>> Begin Document text
Turkmenistan adjusts to a new ‘personality’

Joshua Kucera/The Washington Times
Following the lead of his predecessor, Turkmenistan's new president, Gurbanguly Berdimuhammedov, is making sure his countrymen know who he is, with portraits springing up everywhere, like this one next to a fountain in the capital, Ashgabat.Joshua Kucera/The Washington Times Following the lead of his predecessor, Turkmenistan’s new president, Gurbanguly Berdimuhammedov, is making sure his countrymen know who he is, with portraits springing up everywhere, like this one next to a fountain in the capital, Ashgabat.

ASHGABAT, Turkmenistan — The hottest-selling items in Ashgabat’s markets are photographs of the new president, Gurbanguly Berdimuhammedov, who appears set to carry on a personality cult rivaling that of the Kim dynasty in North Korea.

Pictures of the new leader, who took office earlier this year, have been springing up on billboards, on public buildings, next to fountains and in school classrooms across the country, often in the middle of the night.
>> End Document text
== Required task 1 ==
Duplicate everything in the records from the line containing "mouth and return the coordinates." down to the end of the records.
The records below are unrelated to the Turkmenistan article.
>> Begin Data for this exercise
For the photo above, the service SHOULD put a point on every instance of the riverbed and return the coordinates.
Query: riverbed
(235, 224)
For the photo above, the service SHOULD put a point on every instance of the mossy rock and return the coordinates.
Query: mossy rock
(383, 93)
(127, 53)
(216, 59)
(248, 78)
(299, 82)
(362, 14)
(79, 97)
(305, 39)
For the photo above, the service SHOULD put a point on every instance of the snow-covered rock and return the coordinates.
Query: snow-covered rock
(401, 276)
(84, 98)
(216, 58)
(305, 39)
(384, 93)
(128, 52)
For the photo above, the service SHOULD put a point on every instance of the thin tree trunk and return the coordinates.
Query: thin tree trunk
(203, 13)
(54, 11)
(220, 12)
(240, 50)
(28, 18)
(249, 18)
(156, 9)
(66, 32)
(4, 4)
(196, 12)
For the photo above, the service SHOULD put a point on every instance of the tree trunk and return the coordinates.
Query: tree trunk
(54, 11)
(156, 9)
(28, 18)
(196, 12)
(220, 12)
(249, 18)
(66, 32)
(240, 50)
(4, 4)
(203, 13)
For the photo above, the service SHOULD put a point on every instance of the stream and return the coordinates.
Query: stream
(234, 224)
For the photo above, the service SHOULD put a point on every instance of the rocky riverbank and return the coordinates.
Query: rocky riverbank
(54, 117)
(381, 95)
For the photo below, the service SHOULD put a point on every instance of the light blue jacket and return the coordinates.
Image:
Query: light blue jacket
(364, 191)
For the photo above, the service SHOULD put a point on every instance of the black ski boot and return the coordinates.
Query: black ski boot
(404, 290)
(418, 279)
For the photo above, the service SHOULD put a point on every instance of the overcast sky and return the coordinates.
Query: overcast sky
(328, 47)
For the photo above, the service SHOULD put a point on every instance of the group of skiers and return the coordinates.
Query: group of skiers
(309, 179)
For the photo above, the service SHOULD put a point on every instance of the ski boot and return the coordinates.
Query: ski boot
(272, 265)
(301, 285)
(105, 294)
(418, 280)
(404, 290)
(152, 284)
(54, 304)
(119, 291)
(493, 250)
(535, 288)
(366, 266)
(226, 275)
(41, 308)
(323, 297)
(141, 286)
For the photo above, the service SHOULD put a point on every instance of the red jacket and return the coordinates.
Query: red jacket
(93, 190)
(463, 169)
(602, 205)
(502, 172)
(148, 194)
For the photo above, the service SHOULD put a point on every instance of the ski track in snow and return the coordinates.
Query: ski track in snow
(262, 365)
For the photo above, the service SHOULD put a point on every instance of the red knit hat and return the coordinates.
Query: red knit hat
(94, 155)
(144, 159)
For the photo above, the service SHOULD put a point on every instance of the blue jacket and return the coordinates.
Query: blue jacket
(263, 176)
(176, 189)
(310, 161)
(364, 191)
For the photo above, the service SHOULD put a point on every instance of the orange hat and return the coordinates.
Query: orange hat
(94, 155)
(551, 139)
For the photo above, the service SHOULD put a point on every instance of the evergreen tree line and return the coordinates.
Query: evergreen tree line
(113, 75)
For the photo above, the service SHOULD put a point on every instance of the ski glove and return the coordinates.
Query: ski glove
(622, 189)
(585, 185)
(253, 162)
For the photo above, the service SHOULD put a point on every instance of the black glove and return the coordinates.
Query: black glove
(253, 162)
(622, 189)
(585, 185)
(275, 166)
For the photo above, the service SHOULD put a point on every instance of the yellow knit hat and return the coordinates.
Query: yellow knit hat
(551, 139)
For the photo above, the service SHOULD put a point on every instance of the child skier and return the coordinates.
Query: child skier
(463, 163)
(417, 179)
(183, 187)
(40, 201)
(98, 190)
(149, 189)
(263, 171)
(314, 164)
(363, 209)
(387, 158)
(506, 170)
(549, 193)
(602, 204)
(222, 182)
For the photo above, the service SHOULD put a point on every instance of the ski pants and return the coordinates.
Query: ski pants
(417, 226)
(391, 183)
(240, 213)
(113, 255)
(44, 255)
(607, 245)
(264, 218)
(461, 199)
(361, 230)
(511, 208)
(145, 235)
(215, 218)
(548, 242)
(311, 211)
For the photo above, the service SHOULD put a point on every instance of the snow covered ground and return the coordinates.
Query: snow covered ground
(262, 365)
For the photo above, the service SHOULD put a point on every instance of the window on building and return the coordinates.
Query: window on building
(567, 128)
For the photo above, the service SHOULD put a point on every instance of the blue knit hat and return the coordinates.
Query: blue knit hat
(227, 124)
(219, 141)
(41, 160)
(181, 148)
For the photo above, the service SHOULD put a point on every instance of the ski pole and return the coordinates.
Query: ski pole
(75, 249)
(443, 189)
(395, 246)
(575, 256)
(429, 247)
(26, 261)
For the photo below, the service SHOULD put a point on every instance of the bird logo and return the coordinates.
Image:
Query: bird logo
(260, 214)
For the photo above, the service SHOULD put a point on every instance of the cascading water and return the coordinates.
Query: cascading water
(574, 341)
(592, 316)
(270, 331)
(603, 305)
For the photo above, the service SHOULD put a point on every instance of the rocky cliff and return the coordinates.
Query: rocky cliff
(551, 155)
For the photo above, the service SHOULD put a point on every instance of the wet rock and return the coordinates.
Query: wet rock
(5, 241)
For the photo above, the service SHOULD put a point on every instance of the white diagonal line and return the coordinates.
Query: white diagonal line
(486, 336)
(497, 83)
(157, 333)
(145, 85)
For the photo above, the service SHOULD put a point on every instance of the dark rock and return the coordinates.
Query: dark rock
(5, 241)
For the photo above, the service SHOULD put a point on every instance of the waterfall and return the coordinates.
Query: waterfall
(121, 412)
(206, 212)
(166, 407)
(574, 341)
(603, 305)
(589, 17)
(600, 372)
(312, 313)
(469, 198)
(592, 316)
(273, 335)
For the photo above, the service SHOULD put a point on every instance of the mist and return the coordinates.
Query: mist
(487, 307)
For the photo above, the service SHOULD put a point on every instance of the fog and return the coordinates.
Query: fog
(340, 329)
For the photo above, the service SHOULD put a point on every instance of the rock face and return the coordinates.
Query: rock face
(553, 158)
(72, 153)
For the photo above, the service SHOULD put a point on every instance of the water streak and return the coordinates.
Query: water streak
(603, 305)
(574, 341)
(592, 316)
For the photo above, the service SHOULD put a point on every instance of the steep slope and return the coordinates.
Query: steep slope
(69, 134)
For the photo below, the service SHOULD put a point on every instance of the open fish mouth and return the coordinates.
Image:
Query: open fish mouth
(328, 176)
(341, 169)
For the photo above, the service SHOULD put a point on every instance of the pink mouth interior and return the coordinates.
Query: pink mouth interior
>> End Data for this exercise
== Required task 2 ==
From the Turkmenistan article, list every kind of place where pictures of the new leader have been springing up.

== Written response 1 ==
For the photo below, the service SHOULD put a point on every instance of the open fish mouth and return the coordinates.
Image:
Query: open fish mouth
(328, 176)
(341, 169)
For the photo above, the service SHOULD put a point on every instance of the pink mouth interior and return the coordinates.
Query: pink mouth interior

== Written response 2 ==
- On billboards
- On public buildings
- Next to fountains
- In school classrooms